(Location labeling records)
* start *
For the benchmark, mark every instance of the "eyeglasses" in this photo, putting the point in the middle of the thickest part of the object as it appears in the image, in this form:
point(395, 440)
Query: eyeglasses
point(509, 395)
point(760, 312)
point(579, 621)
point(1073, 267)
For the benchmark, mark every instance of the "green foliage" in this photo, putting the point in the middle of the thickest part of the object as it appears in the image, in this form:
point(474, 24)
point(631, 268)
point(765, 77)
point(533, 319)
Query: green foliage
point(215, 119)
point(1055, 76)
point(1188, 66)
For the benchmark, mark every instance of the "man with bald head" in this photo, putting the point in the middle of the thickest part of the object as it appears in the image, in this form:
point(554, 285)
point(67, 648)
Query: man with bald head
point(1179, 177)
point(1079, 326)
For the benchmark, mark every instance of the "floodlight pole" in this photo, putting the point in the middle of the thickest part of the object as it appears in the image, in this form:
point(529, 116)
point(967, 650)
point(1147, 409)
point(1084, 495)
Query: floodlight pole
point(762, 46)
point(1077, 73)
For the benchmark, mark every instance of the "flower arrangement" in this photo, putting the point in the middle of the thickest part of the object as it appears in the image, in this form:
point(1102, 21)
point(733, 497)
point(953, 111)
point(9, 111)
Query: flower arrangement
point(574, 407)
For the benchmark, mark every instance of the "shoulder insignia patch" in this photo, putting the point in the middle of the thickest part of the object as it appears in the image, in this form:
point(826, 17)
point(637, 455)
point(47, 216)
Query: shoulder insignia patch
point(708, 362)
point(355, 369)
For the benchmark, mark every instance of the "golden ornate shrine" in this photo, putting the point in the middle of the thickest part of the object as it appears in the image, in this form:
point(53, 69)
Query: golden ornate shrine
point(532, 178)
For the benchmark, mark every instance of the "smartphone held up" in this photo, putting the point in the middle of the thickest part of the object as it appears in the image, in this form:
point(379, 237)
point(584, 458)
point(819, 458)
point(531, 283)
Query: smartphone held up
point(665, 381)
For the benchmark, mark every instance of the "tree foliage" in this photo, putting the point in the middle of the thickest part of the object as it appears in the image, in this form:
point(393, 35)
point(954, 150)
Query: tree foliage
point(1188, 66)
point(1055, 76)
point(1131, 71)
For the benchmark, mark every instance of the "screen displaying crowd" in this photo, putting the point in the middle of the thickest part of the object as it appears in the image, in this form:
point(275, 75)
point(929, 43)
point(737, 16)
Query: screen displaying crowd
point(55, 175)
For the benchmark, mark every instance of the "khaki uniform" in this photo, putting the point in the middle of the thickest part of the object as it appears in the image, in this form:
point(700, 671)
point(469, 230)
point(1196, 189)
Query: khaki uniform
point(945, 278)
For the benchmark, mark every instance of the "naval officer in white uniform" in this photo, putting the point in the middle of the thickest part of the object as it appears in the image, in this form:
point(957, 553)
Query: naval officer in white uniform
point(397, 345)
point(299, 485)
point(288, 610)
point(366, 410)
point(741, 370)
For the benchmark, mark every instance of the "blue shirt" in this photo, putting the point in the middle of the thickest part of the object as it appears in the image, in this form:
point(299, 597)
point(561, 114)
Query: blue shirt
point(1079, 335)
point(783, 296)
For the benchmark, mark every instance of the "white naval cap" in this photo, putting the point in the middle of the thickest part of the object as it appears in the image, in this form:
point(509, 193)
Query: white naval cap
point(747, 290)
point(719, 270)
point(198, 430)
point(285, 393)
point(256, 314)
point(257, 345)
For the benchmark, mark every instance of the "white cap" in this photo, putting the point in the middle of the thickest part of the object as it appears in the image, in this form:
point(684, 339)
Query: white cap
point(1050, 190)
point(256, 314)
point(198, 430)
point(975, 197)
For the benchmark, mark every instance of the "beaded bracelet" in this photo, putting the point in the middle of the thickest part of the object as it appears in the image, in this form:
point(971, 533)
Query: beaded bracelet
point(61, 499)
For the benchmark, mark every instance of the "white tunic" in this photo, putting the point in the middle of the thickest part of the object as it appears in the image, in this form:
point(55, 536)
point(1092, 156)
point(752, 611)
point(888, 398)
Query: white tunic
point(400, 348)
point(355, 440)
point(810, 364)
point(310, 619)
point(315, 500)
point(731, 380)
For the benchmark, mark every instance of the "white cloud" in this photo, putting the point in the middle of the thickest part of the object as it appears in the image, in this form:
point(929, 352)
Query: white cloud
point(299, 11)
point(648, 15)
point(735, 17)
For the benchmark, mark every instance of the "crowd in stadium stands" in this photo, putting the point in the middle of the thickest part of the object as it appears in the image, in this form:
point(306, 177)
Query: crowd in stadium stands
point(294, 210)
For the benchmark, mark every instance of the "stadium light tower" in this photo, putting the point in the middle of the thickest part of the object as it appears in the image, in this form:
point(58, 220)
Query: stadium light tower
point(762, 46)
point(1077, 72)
* end *
→ Directions for this task: Substitute "reading glasses" for "eyeglasses" in everything from the start of the material down to the line containing "point(1073, 267)", and give those lines again with nothing else changed.

→ Problem solution:
For the benchmark, mark every instance of the "reading glasses" in this photo, putting the point in the middle of the thickest part of the object as it appears in the image, in this form:
point(395, 440)
Query: reading glasses
point(509, 395)
point(760, 312)
point(579, 621)
point(1073, 267)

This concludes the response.